(Data items)
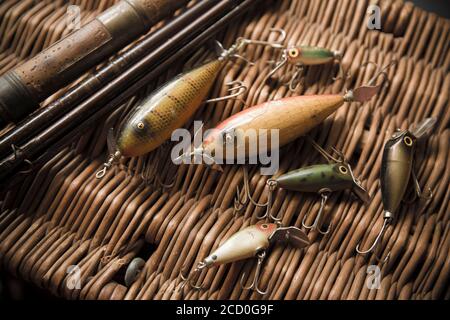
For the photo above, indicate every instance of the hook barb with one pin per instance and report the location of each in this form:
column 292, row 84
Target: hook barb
column 255, row 282
column 240, row 89
column 314, row 226
column 376, row 242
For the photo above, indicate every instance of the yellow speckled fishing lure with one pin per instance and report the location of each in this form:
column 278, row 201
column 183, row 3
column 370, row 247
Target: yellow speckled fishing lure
column 170, row 107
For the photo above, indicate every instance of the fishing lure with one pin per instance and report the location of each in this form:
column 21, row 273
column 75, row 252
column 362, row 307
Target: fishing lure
column 249, row 242
column 323, row 179
column 397, row 170
column 292, row 117
column 152, row 122
column 301, row 56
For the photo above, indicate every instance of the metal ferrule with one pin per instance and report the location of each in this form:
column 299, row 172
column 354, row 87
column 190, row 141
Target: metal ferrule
column 23, row 88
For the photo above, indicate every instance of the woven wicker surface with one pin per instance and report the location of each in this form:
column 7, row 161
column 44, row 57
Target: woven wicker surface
column 62, row 216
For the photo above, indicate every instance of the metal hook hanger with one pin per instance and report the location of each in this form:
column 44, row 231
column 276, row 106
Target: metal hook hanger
column 108, row 164
column 327, row 155
column 241, row 89
column 189, row 278
column 325, row 193
column 277, row 67
column 255, row 283
column 343, row 75
column 296, row 78
column 376, row 242
column 418, row 189
column 248, row 197
column 276, row 44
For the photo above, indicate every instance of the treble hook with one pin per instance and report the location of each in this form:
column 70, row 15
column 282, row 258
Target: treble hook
column 386, row 221
column 30, row 164
column 188, row 279
column 255, row 283
column 241, row 89
column 324, row 193
column 107, row 165
column 295, row 79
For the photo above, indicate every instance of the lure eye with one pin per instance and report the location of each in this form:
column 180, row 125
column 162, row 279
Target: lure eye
column 293, row 53
column 343, row 169
column 408, row 141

WHAT IS NEEDED
Retype the lines above without alteration. The first is the one containing "column 44, row 231", and the last is the final line of the data.

OUTPUT
column 44, row 231
column 276, row 106
Target: metal hook hanger
column 108, row 164
column 327, row 155
column 241, row 89
column 189, row 278
column 325, row 193
column 277, row 67
column 255, row 283
column 343, row 75
column 296, row 78
column 376, row 242
column 418, row 189
column 248, row 197
column 276, row 44
For the photo above, indicate every instance of the treble hook with one pin per instance and report the location of each in this form:
column 70, row 15
column 282, row 258
Target: treble hook
column 386, row 221
column 30, row 164
column 188, row 279
column 255, row 283
column 241, row 89
column 324, row 193
column 107, row 165
column 295, row 79
For the photo above, indicate every instance of the lure eye with one pin per instance and report the location of each in this form:
column 180, row 125
column 162, row 279
Target: lure eye
column 293, row 53
column 343, row 169
column 408, row 141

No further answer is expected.